[Collected data entries]
———
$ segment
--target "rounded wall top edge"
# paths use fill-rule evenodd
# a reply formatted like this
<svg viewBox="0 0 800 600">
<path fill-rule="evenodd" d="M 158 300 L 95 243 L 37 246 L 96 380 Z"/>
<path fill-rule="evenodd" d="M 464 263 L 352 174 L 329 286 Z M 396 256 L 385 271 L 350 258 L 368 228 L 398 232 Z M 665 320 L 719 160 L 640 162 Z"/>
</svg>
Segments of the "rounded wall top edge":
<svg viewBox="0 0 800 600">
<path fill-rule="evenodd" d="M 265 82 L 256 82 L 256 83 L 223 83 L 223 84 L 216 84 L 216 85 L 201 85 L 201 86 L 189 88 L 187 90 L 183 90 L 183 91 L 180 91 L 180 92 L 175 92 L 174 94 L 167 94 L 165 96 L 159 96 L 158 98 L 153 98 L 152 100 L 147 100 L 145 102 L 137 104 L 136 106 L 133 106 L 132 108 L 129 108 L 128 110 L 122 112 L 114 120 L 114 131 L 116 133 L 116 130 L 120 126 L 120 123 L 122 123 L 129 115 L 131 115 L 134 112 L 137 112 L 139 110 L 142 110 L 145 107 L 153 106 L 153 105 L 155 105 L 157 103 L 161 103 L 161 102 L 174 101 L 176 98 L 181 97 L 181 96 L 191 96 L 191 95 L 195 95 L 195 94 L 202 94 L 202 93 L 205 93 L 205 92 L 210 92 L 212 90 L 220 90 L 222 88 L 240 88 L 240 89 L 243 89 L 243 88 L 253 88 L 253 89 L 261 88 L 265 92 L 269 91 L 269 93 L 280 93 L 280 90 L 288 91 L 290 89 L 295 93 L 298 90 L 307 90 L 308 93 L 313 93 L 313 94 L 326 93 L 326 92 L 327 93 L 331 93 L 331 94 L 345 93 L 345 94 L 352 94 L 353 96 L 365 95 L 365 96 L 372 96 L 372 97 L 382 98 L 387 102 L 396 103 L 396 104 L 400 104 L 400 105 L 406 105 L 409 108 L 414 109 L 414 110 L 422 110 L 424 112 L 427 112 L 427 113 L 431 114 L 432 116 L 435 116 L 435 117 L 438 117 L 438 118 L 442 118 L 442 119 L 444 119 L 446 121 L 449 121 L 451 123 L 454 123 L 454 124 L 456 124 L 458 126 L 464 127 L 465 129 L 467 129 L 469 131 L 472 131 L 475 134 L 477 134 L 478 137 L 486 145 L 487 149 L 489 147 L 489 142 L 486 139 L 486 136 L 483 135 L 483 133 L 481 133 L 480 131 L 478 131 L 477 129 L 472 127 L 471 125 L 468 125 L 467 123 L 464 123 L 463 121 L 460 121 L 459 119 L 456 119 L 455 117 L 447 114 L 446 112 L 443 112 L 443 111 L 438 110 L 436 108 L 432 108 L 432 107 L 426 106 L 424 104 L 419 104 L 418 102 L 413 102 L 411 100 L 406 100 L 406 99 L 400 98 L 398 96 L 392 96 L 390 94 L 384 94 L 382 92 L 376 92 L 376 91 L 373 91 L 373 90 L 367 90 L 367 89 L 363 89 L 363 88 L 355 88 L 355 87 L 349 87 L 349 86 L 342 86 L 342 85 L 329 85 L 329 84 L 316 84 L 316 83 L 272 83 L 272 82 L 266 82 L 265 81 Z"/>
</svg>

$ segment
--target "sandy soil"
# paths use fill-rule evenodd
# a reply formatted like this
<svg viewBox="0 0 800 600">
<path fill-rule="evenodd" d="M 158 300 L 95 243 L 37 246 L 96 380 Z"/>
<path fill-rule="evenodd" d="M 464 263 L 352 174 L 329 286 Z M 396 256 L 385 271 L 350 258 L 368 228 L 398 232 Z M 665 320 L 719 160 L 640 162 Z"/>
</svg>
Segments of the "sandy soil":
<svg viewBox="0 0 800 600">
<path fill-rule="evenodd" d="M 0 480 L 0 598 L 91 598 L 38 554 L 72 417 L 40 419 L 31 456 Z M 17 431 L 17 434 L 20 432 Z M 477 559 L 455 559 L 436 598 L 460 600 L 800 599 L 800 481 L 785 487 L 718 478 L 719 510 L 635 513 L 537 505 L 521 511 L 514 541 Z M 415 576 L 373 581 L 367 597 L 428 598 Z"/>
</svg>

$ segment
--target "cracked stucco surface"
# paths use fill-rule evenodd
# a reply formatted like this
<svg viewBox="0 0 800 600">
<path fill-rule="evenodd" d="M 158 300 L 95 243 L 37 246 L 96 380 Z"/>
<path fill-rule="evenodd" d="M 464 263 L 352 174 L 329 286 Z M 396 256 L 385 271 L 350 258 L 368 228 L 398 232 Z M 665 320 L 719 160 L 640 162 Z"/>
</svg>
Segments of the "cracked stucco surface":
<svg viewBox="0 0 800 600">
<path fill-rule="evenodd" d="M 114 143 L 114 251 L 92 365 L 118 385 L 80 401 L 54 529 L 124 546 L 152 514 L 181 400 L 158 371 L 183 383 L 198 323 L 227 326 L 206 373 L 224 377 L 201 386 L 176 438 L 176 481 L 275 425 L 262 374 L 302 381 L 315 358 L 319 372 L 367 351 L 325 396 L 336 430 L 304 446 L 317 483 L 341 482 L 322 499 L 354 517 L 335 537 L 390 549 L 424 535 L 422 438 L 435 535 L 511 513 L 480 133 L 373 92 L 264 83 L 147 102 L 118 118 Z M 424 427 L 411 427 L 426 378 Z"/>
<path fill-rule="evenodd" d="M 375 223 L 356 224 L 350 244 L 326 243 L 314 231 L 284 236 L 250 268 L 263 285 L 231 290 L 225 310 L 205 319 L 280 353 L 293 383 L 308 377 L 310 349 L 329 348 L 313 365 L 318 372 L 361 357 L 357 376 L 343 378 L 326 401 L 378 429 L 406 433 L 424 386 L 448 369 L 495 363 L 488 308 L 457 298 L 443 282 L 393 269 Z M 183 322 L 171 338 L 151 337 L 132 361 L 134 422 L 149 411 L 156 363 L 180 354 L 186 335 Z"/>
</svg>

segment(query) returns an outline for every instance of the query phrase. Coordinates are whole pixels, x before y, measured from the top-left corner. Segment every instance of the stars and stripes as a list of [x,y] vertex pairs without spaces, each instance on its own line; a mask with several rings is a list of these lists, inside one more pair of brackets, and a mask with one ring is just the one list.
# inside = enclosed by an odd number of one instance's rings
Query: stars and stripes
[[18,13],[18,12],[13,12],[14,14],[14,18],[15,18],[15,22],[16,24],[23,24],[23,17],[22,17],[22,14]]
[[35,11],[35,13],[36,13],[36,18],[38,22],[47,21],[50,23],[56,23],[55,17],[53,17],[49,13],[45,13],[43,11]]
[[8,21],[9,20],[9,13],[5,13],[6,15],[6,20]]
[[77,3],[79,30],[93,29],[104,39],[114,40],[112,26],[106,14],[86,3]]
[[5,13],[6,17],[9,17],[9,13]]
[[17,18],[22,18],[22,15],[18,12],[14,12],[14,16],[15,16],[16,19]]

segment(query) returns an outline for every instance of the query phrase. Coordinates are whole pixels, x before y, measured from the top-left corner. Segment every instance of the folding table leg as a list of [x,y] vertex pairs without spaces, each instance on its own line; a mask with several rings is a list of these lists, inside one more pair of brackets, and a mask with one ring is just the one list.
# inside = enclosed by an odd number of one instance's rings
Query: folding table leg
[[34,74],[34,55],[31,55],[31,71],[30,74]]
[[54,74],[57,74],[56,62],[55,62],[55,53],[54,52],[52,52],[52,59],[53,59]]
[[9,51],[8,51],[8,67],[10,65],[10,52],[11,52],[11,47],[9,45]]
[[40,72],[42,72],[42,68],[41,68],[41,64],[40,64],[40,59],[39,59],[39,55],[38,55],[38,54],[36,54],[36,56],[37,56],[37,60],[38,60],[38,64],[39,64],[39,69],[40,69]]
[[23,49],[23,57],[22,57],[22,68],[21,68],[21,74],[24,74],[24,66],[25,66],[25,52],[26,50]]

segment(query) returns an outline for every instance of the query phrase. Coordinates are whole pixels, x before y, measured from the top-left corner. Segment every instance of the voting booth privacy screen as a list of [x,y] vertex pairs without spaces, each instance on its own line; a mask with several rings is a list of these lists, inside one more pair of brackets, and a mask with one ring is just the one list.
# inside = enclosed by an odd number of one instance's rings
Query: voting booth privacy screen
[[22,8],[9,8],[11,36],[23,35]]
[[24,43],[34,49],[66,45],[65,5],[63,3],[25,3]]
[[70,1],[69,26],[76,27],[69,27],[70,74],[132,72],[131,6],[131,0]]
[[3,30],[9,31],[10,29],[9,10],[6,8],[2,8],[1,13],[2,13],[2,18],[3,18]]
———
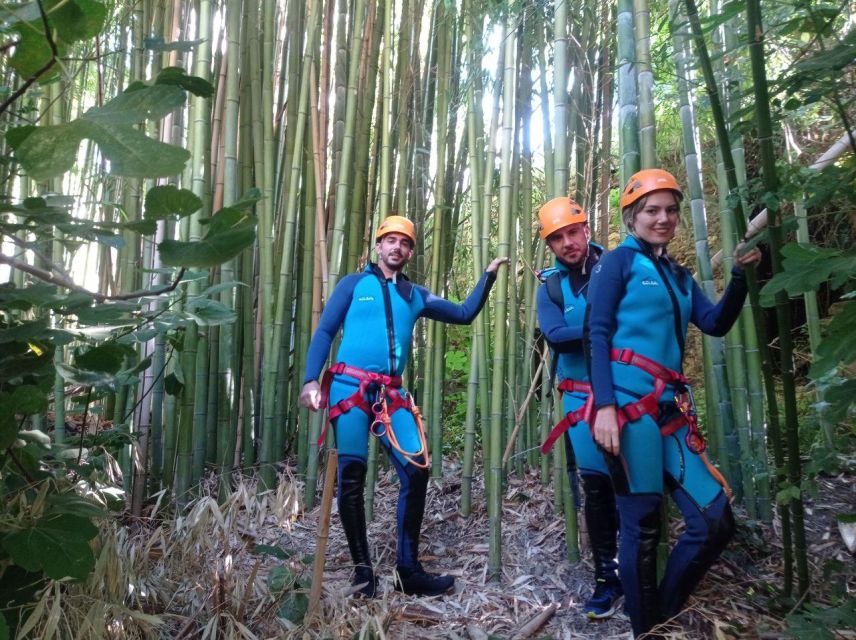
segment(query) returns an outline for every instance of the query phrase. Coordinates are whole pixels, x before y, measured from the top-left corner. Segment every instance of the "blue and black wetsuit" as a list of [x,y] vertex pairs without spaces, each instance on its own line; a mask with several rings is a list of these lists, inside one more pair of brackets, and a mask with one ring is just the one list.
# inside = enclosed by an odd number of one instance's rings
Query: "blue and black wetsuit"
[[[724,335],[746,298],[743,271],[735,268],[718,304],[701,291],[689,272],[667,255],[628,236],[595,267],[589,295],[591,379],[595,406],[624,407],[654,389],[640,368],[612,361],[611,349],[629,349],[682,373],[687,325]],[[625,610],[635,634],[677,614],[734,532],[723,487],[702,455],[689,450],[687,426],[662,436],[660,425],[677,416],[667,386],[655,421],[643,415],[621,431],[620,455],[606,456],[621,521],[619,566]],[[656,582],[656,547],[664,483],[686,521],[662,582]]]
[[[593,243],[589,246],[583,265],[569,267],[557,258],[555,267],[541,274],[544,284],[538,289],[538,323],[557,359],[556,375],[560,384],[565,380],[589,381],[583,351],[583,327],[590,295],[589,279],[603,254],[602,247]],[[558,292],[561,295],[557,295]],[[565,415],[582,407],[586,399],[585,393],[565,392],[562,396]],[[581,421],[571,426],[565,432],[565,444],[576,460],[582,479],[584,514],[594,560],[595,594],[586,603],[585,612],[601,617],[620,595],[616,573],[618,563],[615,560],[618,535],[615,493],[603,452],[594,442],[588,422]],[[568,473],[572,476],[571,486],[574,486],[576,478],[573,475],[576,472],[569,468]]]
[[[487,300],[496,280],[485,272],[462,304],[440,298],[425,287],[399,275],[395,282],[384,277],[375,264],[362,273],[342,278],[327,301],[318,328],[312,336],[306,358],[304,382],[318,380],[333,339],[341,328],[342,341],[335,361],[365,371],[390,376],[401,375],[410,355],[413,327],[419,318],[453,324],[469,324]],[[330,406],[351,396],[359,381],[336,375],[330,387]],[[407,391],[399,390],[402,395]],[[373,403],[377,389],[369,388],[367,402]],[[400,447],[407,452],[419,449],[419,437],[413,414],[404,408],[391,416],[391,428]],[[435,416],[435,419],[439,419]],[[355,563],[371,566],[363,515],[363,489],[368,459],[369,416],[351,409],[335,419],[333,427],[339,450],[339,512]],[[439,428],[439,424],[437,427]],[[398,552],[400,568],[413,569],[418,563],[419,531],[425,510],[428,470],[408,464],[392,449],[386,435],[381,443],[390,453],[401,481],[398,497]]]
———
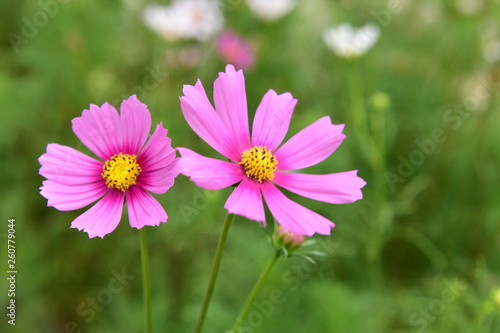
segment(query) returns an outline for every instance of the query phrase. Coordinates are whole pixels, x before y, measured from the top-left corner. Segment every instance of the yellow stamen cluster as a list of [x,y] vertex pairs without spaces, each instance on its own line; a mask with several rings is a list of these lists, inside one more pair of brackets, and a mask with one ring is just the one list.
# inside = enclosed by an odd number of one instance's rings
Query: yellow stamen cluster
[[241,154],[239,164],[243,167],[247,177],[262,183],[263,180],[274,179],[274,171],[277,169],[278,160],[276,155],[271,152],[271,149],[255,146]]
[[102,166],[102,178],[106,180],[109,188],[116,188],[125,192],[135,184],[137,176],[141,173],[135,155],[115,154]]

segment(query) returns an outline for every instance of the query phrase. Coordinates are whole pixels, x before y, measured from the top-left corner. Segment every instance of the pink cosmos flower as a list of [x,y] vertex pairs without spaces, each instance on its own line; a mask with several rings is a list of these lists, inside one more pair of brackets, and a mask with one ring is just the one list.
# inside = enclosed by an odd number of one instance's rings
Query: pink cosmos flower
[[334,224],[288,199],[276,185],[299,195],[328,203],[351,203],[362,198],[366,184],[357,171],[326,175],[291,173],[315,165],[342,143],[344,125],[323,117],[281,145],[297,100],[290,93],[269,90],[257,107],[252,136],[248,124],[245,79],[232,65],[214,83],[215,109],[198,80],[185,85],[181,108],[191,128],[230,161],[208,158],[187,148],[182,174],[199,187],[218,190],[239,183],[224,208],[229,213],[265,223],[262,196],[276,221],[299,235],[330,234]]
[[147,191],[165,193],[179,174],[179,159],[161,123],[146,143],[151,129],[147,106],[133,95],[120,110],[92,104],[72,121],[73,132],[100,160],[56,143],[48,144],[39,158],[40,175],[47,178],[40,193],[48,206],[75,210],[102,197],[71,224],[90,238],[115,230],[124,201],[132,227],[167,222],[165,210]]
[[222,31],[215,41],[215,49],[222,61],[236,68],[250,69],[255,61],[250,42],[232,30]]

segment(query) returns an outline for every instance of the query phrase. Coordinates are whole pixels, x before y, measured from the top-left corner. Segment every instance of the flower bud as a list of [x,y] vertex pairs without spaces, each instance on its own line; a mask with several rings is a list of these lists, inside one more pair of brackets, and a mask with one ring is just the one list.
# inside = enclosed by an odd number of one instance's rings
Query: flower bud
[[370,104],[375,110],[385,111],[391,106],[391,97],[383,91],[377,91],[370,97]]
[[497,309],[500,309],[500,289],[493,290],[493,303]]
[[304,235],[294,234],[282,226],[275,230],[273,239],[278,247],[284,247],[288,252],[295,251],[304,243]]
———
▶ **WHAT THE TASK ASKS**
Look through the records and copy down every line that holds "target".

▶ **SOLUTION TO THIS PROBLEM**
--target "rounded wall top edge"
--target "sandy soil"
--target "cracked stucco surface"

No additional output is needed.